# VOTRE TRAVAIL
a) Recopiez sans rien changer le passage du texte sur la belette qui va de « Ci-dessous deux miniatures » jusqu'à « sa forme initiale. ».
b) D'après le texte sur la belette, que signifie le nom Ness ?
c) Poursuivez le texte sur la belette à partir de l'endroit où il s'arrête.

# TEXTE D'ÉTUDE
======

Schuchardt et d’autres considèrent ces noms de la belette comme un echo lointain du mythe de Galanthis:

« Dans la version la plus connue, celle d’Ovide, Galanthis,  » fille du peuple », tente d’aider sa maîtresse Alcmène, qui est sur le point d’accoucher d’Héraklès.  Héra, jalouse, veut empêcher la délivrance imminente. Galanthis se joue de la déesse en lui racontant que l’accouchement est fini. La déesse relâche son attention, et la délivrance d’Alcmène survient. Essuyant les moqueries de Galanthis, la déesse se venge alors en la métamorphosant :

 » Lucine […] transforma ses bras en pattes antérieures.
Son zèle d’antan subsiste et le pelage de son dos n’a rien perdu
de sa couleur ; mais sa forme est différente de ce qu’elle était.
Pour avoir aidé une femme en couches d’une bouche menteuse
elle enfante par la bouche ; et comme avant elle hante nos maisons[3].  » (Ovide)

L’animal, qui n’est pas nommé par Ovide serait précisement une belette. Les Anciens croyaient en effet que la belette « conçoit par l’oreille et enfante par la bouche » et Pline l’Ancien parle de la belette « qui erre dans nos maisons ». (Wikipedia). La belette jouait a l’époque le rôle actuel du chat.

Alcmène accouche

Ci-dessous le détail

Galanthis punie

Ci-dessous deux miniatures : la belette mettant bas .

et la belette ressuscitant ses petits

Concernant l’inquiétante féminité de la belette, il y aussi la fable bien connue d’Ésope, Aphrodite et la belette  qui raconte comment Aphrodite accéde à la prière d’une belette amoureuse d’un jeune homme en la métamorphosant en femme. Mais elle lâche une souris dans la chambre nuptiale et l’épousée bondit hors du lit pour la capturer et la dévorer. Courroucée, la déesse la rend sa forme initiale.

Un autre récit mythique relatif à la belette, l’associe à la sexualité féminine sous le signe de l’excès. Cf. l’article très fouillé de Sylvie Ballestra-Puech dans le site de l’Université de Nice (Rursus), L’araignée, le lézard et la belette : versions grecques du mythe d’Arachné.

La belette joue aussi un rôle dans la mythologie celte. Mère du roi Conchobar, Assa a été dans sa jeunesse une princesse douce et facile . Mais, suite à une agression, elle apprend à se défendre et reçoit alors le nom de Ness, qui signifie « la belette« . Un jour, le druide Cathbad tue son escorte. Comme son père se révèle impuissant à punir l’outrage, elle prend les armes et lève à cet effet une troupe. Mais le druide est rusé. Il s’arrange pour la surprendre nue, au bain, et elle se voit contrainte de l’épouser . Ils auront deux enfants.

======

# EXTRAITS DES LIGNES
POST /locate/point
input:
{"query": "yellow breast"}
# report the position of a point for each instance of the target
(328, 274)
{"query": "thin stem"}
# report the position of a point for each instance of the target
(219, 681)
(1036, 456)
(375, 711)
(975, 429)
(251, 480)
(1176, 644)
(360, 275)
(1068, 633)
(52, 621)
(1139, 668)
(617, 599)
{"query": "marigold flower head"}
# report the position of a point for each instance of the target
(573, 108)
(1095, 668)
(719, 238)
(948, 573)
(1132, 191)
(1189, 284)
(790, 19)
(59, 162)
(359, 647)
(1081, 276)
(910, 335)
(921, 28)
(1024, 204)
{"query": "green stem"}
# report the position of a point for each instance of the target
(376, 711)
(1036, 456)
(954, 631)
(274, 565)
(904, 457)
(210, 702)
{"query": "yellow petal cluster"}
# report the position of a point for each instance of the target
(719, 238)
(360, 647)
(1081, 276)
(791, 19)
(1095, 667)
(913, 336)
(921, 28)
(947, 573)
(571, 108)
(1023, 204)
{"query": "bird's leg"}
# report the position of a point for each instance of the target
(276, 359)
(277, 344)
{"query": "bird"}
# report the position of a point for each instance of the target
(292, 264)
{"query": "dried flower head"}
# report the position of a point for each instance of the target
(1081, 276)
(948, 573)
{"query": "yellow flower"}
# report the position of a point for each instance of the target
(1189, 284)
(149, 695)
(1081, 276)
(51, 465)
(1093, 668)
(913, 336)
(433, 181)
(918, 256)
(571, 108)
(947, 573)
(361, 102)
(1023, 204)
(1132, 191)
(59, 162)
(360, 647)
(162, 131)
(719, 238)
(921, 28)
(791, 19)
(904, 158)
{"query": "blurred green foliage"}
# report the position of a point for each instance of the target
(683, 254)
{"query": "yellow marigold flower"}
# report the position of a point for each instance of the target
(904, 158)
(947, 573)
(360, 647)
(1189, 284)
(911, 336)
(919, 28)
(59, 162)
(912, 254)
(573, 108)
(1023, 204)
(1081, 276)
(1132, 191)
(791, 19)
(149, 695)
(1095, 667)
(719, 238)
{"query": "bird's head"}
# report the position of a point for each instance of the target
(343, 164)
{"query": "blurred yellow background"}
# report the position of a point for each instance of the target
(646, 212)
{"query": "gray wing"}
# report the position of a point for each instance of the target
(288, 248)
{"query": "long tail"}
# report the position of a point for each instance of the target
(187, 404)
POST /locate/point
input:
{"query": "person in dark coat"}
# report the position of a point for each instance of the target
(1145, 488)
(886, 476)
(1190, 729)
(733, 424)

======

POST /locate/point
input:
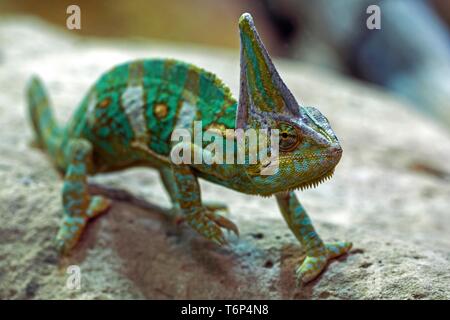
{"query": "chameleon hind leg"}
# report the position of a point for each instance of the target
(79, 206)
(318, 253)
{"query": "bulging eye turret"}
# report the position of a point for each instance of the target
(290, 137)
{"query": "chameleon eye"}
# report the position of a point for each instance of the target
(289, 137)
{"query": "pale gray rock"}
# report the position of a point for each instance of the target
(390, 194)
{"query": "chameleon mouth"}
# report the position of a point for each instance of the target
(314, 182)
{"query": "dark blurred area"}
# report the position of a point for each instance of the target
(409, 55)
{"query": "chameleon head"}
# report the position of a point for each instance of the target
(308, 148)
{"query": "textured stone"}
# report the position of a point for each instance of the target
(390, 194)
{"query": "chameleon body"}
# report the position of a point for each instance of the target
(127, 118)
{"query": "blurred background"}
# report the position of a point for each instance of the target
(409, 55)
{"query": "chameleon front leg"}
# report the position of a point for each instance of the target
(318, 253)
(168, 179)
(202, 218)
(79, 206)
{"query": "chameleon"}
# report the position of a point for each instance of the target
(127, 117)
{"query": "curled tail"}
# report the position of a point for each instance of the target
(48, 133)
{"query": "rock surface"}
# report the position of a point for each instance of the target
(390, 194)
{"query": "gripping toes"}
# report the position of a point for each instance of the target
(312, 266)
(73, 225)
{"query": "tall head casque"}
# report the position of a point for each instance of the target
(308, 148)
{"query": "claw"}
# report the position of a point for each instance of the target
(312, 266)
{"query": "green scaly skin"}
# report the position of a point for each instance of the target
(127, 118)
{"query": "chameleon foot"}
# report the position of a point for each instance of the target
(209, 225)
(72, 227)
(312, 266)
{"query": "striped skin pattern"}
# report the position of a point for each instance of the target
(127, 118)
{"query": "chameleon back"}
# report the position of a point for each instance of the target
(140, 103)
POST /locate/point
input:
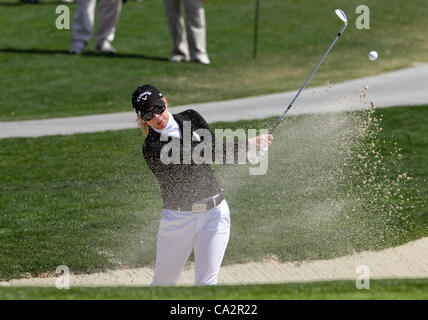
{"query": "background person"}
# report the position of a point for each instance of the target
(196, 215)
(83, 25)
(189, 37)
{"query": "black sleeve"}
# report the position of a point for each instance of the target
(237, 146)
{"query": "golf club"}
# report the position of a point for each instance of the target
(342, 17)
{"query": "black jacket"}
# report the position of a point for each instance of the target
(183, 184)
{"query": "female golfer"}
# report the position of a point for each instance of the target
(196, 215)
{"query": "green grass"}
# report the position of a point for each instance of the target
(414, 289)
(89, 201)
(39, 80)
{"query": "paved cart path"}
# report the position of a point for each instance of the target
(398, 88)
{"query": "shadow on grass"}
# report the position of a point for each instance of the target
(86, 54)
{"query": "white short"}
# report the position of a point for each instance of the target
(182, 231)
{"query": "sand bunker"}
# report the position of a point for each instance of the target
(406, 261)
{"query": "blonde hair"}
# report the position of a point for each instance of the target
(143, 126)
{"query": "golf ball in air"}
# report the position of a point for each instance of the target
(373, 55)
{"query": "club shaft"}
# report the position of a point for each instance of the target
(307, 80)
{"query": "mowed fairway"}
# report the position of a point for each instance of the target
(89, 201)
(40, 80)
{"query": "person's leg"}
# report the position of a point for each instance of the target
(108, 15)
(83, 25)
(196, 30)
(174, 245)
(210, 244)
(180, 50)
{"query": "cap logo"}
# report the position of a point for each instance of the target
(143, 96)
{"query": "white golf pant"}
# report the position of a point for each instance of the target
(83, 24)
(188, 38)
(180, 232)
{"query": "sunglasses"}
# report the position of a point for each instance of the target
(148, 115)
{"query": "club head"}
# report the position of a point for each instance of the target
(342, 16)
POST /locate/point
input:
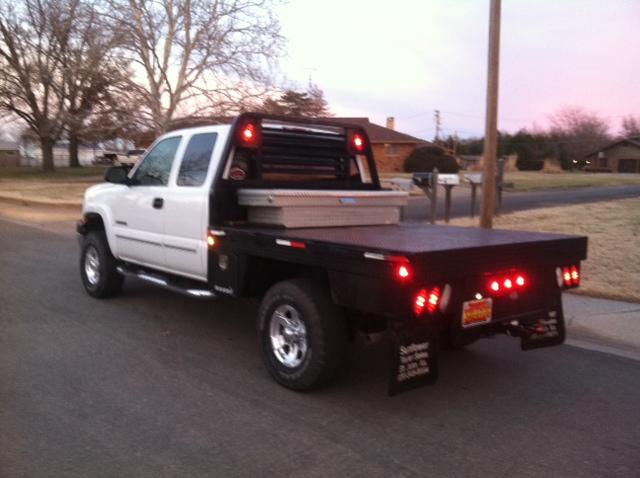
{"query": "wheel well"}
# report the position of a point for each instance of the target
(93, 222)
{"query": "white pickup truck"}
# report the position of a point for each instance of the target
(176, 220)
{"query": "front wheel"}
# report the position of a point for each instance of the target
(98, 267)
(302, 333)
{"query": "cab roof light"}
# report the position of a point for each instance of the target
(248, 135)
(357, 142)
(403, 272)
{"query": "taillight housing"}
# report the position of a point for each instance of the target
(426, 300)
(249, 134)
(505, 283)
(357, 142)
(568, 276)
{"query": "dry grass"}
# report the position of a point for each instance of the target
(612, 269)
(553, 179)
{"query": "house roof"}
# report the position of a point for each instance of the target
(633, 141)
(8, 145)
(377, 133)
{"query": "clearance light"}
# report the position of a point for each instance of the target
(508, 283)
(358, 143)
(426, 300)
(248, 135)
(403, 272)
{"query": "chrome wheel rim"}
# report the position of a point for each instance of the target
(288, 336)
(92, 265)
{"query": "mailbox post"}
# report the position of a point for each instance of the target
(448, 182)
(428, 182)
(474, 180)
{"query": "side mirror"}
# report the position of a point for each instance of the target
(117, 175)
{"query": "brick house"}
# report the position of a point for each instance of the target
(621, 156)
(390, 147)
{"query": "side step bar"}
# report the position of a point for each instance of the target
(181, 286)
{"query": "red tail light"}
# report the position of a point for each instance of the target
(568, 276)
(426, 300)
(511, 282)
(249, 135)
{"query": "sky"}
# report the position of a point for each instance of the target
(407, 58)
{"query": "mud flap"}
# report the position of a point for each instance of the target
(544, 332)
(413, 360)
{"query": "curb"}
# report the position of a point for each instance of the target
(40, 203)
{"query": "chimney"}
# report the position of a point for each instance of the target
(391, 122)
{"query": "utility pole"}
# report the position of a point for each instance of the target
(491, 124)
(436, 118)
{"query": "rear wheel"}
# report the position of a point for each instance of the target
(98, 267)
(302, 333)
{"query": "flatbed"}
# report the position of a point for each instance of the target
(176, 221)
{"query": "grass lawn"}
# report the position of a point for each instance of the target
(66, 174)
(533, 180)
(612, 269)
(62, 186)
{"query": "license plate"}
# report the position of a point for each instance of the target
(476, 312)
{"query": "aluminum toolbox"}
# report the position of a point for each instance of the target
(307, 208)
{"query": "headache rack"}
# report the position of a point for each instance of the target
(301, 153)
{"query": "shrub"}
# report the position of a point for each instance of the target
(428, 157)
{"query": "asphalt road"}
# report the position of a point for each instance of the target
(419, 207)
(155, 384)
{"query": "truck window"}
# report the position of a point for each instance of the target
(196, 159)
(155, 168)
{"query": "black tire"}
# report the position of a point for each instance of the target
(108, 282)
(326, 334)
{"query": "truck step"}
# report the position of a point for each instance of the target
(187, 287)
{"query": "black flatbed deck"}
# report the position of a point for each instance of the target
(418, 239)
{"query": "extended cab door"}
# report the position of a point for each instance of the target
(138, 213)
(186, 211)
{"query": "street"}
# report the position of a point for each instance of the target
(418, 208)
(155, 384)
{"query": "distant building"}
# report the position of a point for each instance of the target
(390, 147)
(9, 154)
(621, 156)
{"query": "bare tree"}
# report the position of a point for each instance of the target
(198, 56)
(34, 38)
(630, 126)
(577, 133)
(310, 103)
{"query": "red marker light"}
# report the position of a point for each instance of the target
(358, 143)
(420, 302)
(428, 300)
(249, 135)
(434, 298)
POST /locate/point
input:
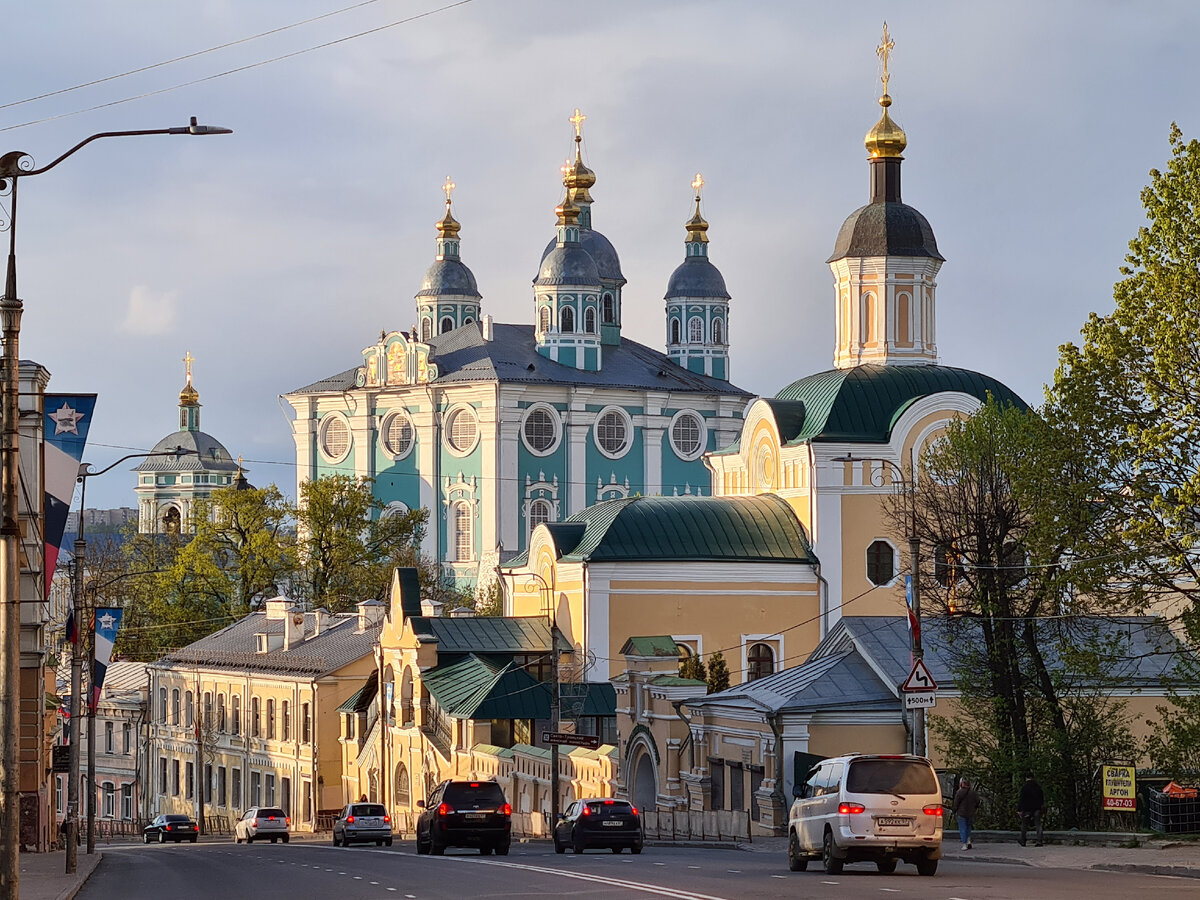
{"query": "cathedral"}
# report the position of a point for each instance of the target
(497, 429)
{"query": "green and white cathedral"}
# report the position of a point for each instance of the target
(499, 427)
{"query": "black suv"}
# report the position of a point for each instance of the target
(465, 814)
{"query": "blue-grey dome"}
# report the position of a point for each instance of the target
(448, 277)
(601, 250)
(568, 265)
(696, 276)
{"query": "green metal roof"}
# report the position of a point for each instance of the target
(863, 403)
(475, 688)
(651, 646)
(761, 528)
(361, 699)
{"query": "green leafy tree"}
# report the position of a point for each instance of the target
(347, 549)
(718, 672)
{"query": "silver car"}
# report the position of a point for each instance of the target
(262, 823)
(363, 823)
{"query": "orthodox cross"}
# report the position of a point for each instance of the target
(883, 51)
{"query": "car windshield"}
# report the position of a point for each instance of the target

======

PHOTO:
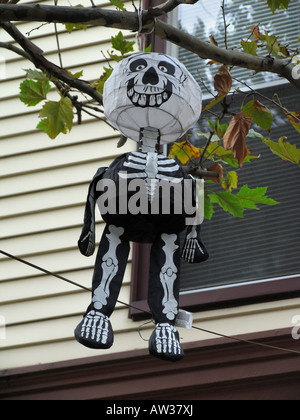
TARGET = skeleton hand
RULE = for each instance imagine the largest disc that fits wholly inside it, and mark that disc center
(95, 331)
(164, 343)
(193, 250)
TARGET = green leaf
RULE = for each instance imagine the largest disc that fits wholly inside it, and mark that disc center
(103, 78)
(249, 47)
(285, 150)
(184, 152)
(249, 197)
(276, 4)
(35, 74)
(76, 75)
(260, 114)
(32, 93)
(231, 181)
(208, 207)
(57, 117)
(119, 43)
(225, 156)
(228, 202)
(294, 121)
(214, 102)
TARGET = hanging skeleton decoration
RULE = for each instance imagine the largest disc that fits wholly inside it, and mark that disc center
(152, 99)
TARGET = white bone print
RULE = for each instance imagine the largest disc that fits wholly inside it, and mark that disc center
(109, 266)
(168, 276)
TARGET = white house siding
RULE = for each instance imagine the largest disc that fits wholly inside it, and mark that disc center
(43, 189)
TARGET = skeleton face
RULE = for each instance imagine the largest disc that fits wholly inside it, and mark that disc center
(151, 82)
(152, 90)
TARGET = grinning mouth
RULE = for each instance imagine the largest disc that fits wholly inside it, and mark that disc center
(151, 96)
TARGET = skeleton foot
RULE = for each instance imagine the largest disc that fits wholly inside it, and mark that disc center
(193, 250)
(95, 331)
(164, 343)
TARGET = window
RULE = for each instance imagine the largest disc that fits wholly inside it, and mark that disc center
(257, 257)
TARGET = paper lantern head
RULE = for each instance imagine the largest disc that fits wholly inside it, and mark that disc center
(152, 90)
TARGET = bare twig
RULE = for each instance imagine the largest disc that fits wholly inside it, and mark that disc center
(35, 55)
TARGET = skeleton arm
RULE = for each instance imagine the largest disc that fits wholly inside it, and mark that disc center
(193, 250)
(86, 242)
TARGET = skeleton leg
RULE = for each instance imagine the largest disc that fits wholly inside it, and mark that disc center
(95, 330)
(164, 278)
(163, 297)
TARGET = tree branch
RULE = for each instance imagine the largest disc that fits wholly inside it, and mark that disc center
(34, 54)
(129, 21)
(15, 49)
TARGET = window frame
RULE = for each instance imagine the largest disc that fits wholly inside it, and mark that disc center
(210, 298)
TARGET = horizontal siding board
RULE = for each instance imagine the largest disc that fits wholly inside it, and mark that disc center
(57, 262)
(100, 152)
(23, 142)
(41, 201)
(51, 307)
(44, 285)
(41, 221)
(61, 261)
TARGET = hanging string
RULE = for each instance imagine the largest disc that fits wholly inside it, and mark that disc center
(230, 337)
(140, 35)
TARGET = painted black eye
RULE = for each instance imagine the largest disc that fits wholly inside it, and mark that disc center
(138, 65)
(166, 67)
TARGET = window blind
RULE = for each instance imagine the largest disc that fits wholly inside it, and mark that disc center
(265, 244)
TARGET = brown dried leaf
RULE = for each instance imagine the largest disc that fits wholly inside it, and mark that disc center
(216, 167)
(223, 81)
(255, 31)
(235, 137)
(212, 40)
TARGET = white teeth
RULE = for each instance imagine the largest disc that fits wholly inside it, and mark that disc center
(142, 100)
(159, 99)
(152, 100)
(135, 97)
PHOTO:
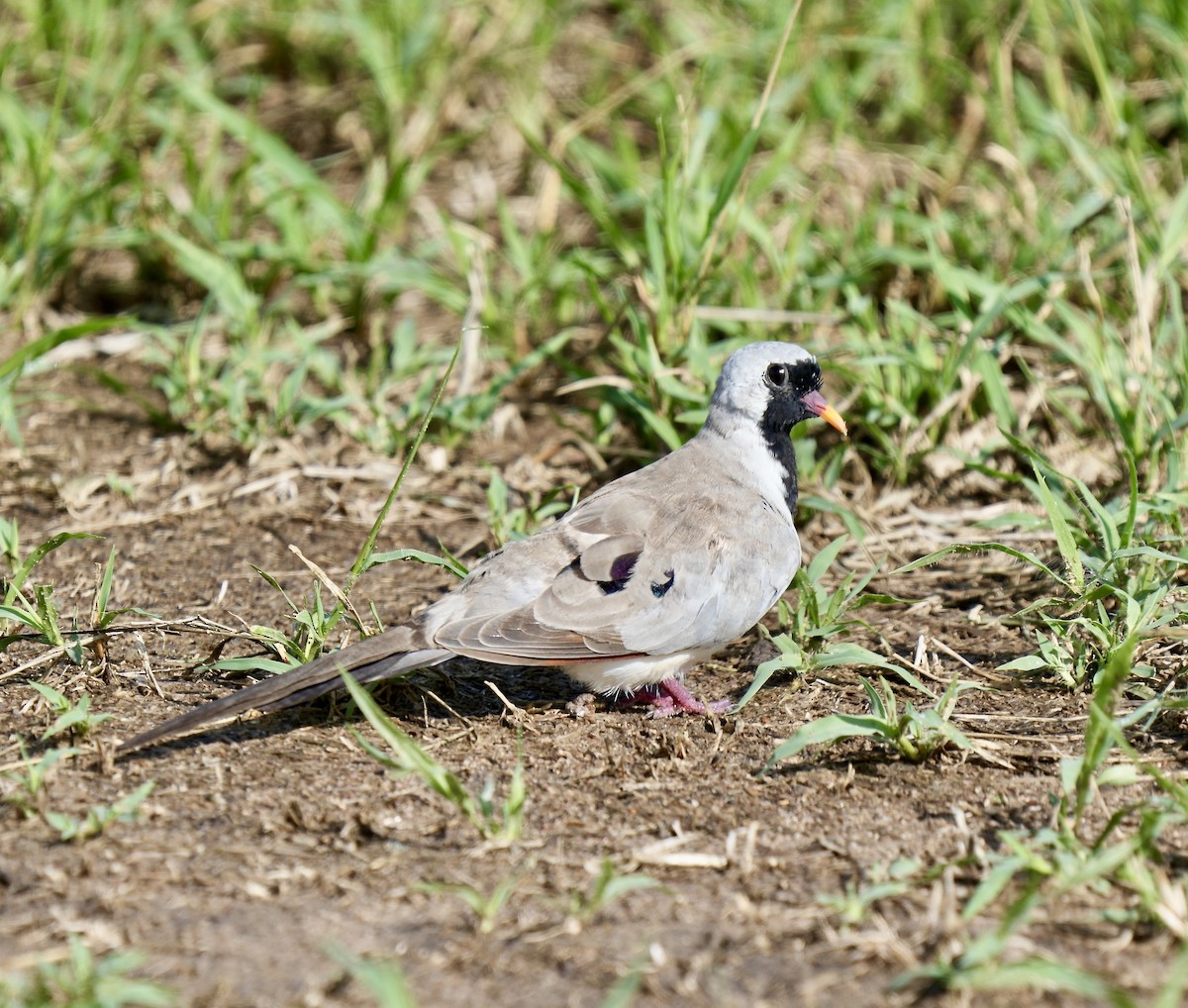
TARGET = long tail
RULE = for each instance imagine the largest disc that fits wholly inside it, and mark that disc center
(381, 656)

======

# RÉPONSES FOURNIES
a)
Ci-dessous deux miniatures : la belette mettant bas .

et la belette ressuscitant ses petits

Concernant l’inquiétante féminité de la belette, il y aussi la fable bien connue d’Ésope, Aphrodite et la belette  qui raconte comment Aphrodite accéde à la prière d’une belette amoureuse d’un jeune homme en la métamorphosant en femme. Mais elle lâche une souris dans la chambre nuptiale et l’épousée bondit hors du lit pour la capturer et la dévorer. Courroucée, la déesse la rend sa forme initiale.

b) Il signifie « la belette ».

c)
Le Loch Ness (connu pour son monstre) est un lac très long et effilé à l’image de la belette.

A propos de l’expression « être une moustelle », Christan Camps dans Expressions familières du Languedoc et des Cévennes. Bonneton, 2003, note qu’ elle désigne « quelqu’un de mince et de santé fragile » par comparaison avec le corps allongé de la belette. Expression confirmé par mon informateur de Manduel :

« Ma mère disait pour une personne (surtout un enfant), fluet, maigre et très vive: « Es uno bravo moustello ».

La relation entre l’homme et la belette est équivoque. D’un côté la belette représente le souffle, l’âme et la vie, la femme qui donne la vie, comme le chat, la souris et le rat, le crapaud et le serpent.  E.Rolland cite le dicton « encore est vive la souris »  pour dire « nous sommes encore en vie », et  l’expression pour dire d’une femme qu’elle est  enceinte : « elle a le rat au ventre ».  C’est pour cette raison que  beaucoup de noms de la belette signifient à l’origine « jeune fille, mariée, jeune femme ».   Nous retrouvons la même idée  en dehors du  galloroman, comme  par exemple en allemand populaire Fraülein, Praitele « mariée », en danois brud « mariée », basque andereder « dame belle », en bavarois Schöntierlein « belle petite bête »etc.

D’autre part la belette souffre d’une mauvaise réputation. Elle est  mortelle dans le poulailler. Il y a d’autres  croyances, qui doivent faire peur.    Si un porc est paralyse des jambes de derrière, on dit que c’est la belette qui lui est passé dessus. Si la belette passe sur le dos d’une personne ou d’un animal, ils ne pourront plus se relever, ou, tout au moins il y aura une déviation de la colonne vertrébrale. (voir Rolland Faune, VII, p.123 p.121).

Le nom mustela se révèle ainsi dépositaire d’un double tabou ! S’agit-il là d’un paradoxe de fait ? Je le crois. La vie n’existe pas sans la mort.